### EXERCISE DIRECTIONS
Does each statement agree with the text on Fumio Inagaki? Answer yes or no for each, quoting the words of the text that decide it. 1. Inagaki completed his doctorate in 2000. 2. On IODP Expedition 370, the research group drilled 2.5 kilometers down. 3. Inagaki was a guest scientist at the Max Planck Institute for Marine Microbiology from 2005 to 2008.

### EXTRACTED TEXT
-- -- --
= Fumio Inagaki =

Fumio Inagaki is a geomicrobiologist whose research focuses on the deep subseafloor biosphere. He is the deputy director of the Research and Development Center for Ocean Drilling Science and the Kochi Institute for Core Sample Research, which are both part of the Japan Agency for Marine-Earth Science and Technology (JAMSTEC).

== Career ==
Inagaki studied microbiology and molecular genetics at Kyushu University, Japan, where he obtained his BS, MS, and PhD. He completed his doctorate in 2000 in the lab of Seiya Ogata, and then joined JAMSTEC as a research scientist in the Deep-Sea Frontier Research Program. From 2005–2006, he was a guest scientist at the Max Planck Institute for Marine Microbiology in Bremen, Germany where he worked with Bo Barker Jørgensen. Inagaki continued his work at JAMSTEC, and is now the group leader of the Geomicrobiology Group at the Kochi Institute for Core Sample Research and the Geobiotechnology Group at the Research and Development Center for Submarine Resources. Inagaki is a member of the American Association for the Advancement of Science, the American Geophysical Union, the Geochemical Society, the International Society of Extremophiles, the International Society for Microbial Ecology, the Japanese Association for Petroleum Technology, the Japan Geoscience Union, the Japan Society for Bioscience, Biotechnology, and Agrochemistry, the Japanese Society for Extremophiles, and the Japanese Society for Microbial Ecology. Since 2005, he has served on the editorial board of Applied and Environmental Microbiology, and in 2017 he became a senior editor for The ISME Journal. Inagaki was an editor of the book Earth and Life Processes Discovered from Subseafloor Environments: A Decade of Science Achieved by the Integrated Ocean Drilling Program (IODP). He is a member of the Deep Life Community Scientific Steering Committee for the Deep Carbon Observatory (DCO). In 2015, Inagaki won the Asahiko Taira International Scientific Ocean Drilling Research Prize, awarded by the American Geophysical Union, in recognition of his interdisciplinary work to understand the limits of microbial life on Earth through ocean drilling.

== Research Initiatives ==
Inagaki's research has advanced knowledge of microbes that live beneath the ocean floor. He was the first to report the vertical and geographical distribution of microbes in deeply buried marine sediments of the Pacific Ocean Margins. He used stable isotope tracing experiments to show that cells in deep subseafloor sediments are metabolically active. Inagaki has developed new techniques and instrumentation for ocean drilling. He was a co-chief on the International Ocean Drilling Program Expedition 337 on board the vessel Chikyū. They set a world record for scientific drilling, reaching 2,466 meters below the seafloor off Shimokita Peninsula of Japan in the northwest Pacific Ocean. The expedition showed the existence of microbial life in coal sediments down to almost 2.5 kilometers beneath the seafloor. In 2016, Inagaki was a co-chief on IODP Expedition 370 to the Nankai Trough, located about 120 kilometers off the coast of Japan. The research group drilled 1.2 kilometers down, to where sediment and rock reach temperatures of 130 °C, to determine the temperature limits of subsurface life.

In 2006 Inagaki and colleagues reported the finding of a submarine lake of liquid carbon dioxide.
-- -- --
### SOURCE MATERIAL
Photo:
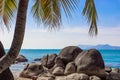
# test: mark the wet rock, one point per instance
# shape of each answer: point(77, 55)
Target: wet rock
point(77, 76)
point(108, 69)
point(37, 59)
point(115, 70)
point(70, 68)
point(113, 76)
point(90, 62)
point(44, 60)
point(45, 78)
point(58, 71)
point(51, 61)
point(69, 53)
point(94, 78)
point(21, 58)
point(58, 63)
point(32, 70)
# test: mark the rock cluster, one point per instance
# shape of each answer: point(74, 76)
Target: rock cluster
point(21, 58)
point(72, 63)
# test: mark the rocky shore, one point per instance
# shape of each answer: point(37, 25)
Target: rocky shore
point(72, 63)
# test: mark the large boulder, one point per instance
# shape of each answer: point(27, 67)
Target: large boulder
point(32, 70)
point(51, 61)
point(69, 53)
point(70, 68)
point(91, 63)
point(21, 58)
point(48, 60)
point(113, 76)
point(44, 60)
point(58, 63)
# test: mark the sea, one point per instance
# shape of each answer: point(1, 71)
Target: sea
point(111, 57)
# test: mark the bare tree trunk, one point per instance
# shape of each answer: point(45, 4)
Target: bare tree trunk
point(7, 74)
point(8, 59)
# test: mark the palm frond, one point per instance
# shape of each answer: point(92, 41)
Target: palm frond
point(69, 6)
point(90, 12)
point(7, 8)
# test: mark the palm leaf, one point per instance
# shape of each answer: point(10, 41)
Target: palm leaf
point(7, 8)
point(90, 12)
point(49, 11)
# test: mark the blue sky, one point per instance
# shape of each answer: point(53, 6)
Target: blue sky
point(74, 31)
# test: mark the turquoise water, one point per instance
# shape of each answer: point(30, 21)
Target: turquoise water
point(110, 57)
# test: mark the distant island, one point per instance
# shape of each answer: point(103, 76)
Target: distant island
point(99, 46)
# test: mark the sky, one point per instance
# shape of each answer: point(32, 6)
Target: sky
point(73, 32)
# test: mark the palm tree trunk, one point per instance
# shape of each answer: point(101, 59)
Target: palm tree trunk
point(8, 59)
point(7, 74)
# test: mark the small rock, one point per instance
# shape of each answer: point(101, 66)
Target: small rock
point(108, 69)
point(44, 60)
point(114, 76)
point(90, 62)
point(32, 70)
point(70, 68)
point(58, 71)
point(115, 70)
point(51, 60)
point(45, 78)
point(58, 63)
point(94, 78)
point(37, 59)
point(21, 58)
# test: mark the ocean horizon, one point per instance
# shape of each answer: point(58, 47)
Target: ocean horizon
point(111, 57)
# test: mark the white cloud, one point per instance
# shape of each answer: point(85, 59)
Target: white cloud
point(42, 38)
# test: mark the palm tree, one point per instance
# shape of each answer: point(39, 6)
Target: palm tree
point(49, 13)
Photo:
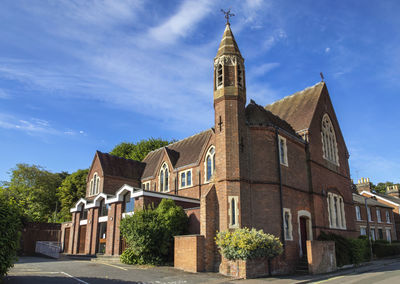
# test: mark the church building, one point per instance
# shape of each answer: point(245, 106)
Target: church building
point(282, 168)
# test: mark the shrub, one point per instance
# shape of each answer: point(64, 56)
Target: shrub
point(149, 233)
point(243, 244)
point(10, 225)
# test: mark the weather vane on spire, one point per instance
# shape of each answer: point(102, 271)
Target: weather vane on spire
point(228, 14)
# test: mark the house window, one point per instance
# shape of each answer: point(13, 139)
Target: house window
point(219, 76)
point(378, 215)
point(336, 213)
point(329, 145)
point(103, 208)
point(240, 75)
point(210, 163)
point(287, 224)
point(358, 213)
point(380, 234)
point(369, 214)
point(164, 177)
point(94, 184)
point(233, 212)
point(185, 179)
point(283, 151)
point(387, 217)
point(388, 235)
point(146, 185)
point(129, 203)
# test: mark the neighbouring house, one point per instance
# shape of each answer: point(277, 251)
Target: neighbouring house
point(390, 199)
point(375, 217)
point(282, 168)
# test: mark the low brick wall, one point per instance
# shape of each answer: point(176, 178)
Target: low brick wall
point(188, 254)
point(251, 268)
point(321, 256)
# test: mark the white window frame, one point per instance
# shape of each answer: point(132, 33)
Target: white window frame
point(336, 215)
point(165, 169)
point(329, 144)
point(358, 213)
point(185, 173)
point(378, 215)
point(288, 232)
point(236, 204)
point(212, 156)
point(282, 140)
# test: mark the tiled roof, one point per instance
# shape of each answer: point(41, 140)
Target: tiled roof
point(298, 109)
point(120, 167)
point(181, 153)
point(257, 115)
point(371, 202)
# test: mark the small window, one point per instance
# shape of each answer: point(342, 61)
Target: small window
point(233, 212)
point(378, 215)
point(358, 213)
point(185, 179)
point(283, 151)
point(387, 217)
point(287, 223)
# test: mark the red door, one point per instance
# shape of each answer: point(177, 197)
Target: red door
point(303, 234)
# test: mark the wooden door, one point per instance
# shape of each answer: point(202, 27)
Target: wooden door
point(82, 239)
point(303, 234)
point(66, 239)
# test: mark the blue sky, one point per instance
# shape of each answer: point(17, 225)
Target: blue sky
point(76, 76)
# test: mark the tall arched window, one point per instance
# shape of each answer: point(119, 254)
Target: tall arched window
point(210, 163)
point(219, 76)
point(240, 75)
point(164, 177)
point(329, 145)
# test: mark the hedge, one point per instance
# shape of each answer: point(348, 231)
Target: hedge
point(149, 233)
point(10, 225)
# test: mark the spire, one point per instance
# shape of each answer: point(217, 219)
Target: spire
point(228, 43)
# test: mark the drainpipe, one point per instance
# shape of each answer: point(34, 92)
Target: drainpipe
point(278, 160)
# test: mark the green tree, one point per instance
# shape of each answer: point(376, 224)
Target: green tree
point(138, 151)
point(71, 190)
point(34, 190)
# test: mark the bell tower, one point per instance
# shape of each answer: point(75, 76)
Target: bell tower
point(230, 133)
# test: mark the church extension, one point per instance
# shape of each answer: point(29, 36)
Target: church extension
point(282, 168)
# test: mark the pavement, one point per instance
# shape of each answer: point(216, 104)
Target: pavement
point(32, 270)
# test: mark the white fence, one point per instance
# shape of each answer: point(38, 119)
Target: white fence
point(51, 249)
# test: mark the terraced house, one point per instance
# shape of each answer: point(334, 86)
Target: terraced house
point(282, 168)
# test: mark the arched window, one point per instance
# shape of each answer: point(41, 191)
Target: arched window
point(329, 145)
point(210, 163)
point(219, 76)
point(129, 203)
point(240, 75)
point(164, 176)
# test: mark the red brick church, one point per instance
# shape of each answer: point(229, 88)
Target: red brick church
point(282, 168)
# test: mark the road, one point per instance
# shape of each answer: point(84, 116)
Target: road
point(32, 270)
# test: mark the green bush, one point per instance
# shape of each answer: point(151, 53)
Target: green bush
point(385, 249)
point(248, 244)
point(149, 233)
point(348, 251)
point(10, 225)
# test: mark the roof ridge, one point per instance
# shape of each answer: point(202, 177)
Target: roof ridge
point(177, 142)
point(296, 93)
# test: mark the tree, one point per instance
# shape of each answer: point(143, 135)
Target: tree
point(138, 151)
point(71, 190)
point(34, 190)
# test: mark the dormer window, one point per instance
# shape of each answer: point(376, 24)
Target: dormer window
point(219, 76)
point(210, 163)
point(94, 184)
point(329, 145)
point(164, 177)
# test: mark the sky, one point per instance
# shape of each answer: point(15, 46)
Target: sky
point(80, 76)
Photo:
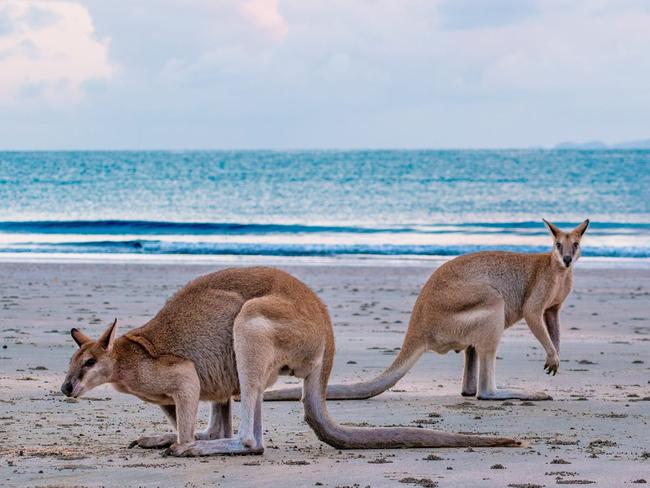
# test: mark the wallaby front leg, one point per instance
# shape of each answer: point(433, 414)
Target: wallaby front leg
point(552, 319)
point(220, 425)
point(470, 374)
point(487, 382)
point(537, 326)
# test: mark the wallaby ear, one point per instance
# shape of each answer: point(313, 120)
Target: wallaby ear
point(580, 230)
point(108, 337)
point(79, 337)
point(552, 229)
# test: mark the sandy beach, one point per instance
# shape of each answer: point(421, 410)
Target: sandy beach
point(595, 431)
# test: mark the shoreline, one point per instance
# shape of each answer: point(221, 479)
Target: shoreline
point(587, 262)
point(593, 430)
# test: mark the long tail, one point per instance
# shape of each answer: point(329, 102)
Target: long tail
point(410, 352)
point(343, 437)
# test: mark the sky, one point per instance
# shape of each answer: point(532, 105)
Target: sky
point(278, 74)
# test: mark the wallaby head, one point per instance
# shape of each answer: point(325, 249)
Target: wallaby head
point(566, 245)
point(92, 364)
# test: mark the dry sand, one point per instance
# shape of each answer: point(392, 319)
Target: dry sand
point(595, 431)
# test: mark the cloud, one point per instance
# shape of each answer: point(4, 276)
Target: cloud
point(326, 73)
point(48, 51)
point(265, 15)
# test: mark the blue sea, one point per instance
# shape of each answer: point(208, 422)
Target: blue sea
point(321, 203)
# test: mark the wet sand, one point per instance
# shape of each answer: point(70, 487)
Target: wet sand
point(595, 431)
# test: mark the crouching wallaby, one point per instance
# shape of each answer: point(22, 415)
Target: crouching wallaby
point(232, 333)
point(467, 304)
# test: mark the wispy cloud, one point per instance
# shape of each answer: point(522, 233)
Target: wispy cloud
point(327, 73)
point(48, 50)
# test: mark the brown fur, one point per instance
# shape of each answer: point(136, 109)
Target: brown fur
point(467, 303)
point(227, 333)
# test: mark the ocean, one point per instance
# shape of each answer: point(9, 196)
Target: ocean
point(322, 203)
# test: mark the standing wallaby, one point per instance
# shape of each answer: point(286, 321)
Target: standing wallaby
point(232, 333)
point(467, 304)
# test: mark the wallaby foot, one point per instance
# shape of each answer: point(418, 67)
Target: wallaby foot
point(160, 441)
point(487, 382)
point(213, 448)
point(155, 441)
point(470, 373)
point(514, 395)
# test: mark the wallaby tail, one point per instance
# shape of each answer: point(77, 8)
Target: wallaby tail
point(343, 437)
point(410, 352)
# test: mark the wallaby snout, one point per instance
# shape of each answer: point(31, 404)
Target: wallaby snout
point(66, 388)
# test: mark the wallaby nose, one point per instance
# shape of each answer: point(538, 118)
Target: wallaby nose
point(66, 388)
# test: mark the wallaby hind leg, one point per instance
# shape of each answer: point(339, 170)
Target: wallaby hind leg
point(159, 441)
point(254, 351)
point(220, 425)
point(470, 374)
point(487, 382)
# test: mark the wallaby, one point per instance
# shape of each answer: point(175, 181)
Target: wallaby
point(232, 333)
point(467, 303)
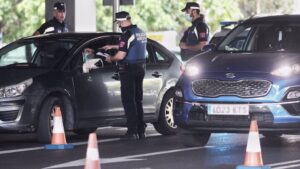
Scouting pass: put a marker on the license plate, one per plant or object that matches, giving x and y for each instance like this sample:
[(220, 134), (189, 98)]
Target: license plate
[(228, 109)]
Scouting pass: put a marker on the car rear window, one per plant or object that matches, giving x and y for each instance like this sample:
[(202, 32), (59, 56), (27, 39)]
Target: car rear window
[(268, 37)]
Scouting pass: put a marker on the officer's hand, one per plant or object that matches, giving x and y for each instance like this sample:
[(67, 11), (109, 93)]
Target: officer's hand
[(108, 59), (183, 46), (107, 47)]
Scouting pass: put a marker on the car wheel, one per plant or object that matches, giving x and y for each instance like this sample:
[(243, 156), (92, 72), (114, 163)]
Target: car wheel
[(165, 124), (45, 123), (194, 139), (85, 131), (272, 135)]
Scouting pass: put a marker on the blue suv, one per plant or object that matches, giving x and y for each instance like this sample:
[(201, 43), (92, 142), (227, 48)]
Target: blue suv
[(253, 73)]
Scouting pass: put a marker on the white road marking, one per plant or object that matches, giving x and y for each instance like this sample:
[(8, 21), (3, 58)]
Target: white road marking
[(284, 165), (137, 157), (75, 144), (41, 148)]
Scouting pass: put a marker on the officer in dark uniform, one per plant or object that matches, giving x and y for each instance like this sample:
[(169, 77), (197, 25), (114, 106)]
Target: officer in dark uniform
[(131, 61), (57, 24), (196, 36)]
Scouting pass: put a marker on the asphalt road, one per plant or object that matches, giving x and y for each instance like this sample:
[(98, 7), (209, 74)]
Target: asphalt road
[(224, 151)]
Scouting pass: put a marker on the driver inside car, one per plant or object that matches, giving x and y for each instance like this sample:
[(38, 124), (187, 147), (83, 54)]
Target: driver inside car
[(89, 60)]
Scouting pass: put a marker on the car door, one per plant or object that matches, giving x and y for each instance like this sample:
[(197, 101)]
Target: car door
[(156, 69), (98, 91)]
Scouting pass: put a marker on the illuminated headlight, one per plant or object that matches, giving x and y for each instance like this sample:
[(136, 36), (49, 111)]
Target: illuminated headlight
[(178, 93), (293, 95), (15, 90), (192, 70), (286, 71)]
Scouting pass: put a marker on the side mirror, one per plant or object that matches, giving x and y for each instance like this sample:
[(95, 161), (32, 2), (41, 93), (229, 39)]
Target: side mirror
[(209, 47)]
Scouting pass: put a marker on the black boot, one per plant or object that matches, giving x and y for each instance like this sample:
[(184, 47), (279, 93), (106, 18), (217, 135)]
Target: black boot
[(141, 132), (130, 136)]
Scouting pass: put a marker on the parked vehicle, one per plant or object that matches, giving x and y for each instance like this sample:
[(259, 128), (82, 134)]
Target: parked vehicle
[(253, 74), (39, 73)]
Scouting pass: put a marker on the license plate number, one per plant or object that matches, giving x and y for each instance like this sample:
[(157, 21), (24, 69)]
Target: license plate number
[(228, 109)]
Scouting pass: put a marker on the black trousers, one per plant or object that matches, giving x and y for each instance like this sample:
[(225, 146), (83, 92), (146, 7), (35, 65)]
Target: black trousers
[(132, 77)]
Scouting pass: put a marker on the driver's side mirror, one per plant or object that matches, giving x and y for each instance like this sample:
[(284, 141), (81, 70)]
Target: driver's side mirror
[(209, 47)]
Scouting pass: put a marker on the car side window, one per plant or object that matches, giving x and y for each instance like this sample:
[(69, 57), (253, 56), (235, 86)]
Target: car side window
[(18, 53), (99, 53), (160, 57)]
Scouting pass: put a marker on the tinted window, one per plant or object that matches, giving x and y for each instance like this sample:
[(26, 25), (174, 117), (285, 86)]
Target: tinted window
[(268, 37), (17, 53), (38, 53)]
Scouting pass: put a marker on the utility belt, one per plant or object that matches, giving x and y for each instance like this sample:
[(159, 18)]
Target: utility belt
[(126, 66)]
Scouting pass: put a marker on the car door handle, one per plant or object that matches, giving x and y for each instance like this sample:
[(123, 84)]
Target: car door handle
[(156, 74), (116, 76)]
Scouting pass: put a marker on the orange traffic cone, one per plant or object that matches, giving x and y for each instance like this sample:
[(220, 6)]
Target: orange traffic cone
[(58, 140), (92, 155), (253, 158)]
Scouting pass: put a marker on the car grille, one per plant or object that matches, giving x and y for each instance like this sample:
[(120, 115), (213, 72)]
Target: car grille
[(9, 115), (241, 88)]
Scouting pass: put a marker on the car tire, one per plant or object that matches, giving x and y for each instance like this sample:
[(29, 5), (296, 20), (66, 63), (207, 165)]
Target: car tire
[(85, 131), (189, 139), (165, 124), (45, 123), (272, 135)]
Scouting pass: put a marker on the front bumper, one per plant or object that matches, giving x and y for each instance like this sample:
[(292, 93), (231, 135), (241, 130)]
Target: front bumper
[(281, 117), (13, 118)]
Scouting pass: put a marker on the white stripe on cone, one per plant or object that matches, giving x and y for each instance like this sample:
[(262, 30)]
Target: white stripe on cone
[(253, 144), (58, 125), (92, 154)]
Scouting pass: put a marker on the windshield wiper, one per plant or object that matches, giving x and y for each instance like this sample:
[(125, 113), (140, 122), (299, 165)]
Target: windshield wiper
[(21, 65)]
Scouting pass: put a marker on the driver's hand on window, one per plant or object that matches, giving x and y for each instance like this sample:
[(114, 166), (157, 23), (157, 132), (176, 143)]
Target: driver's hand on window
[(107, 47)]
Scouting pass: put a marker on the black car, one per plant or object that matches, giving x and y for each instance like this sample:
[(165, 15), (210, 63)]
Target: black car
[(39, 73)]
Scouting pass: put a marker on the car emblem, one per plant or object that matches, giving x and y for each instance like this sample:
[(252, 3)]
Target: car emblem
-- -- --
### RESULT OF THIS TASK
1. Yes: "He completed his doctorate in 2000"
2. No: "The research group drilled 1.2 kilometers down"
3. No: "From 2005–2006, he was a guest scientist at the Max Planck Institute for Marine Microbiology"